*** Passage choisi ***

Q- Nous allons évoquer le conflit à la SNCM. Vous allez rencontrer les grévistes avec un plan sur la table. Qu'allez-vous faire ? Leur expliquer, écouter ?
R- Nous allons à Marseille avec D. Perben, de façon, effectivement, à rencontrer les salariés de la SNCM. Cette affaire de la SNCM ne date pas d'aujourd'hui - certains la découvrent. En fait, on sait que, depuis longtemps, voire depuis très longtemps, la SNCM, qui, je le rappelle, est une entreprise - ce n'est pas un service public, il y a la continuité, mais ce n'est pas un service public, c'est important - qui est régie par le droit commercial, ce n'est pas une administration. Il a trois compagnies maritimes qui desservent aujourd'hui la Corse : deux sont privées, une est publique, et les deux privées gagnent de l'argent. La SNCM est déficitaire. Le problème que nous avons - et je veux en parler vraiment très directement et très librement, mettre tout sur la table et puis discuter - est que cette entreprise a déjà bénéficié de toutes les aides d'Etat possibles et inimaginables, précisément dans un cadre juridique qui, lui-même, est contraint et que l'on se doit de respecter. La France est un Etat de droit...

*** Extrait de données ***

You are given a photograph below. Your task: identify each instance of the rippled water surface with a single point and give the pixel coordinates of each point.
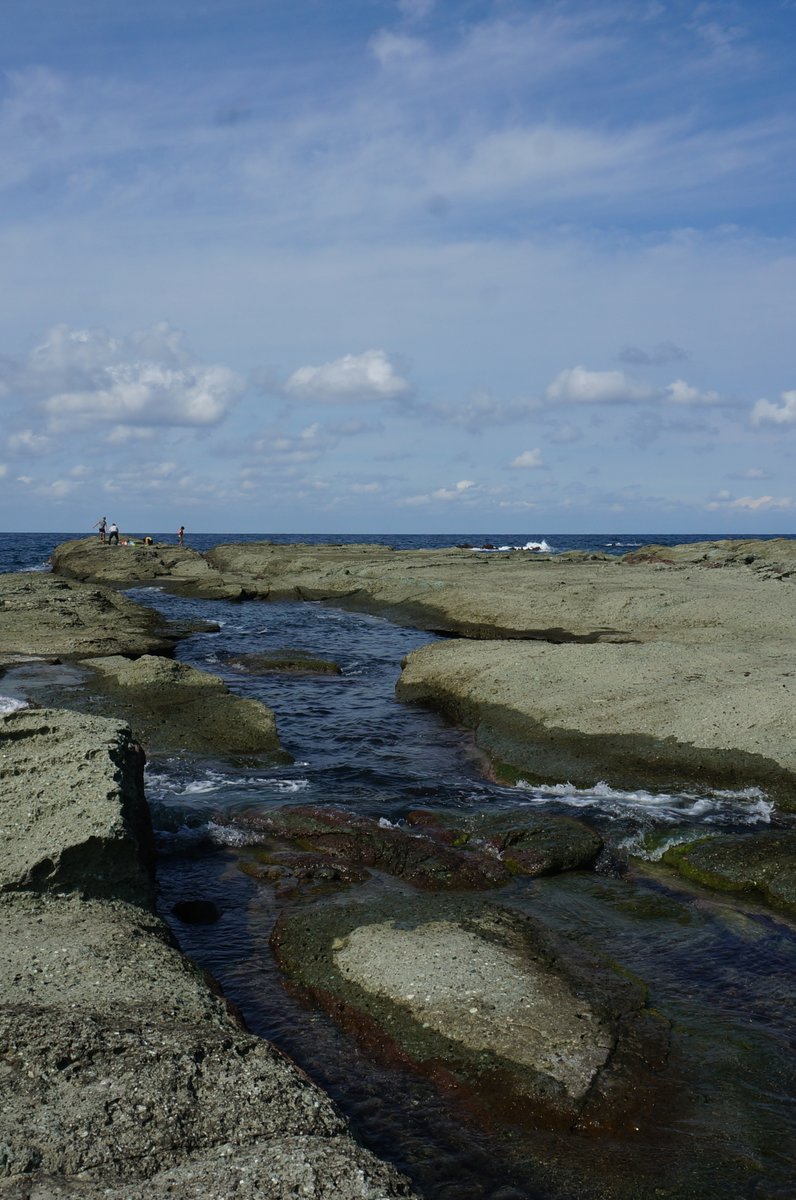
(720, 970)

***

▸ **Consignes**
1) Recopiez le passage choisi en commençant par « Q- Nous allons » et en terminant par « expliquer, écouter ? ».
2) Relevez tous les noms de lieux cités dans le passage choisi.
Les lignes ne sont pas nécessaires ici.

▸ **Réponses fournies**
1)
Q- Nous allons évoquer le conflit à la SNCM. Vous allez rencontrer les grévistes avec un plan sur la table. Qu'allez-vous faire ? Leur expliquer, écouter ?

2) Marseille, la Corse, la France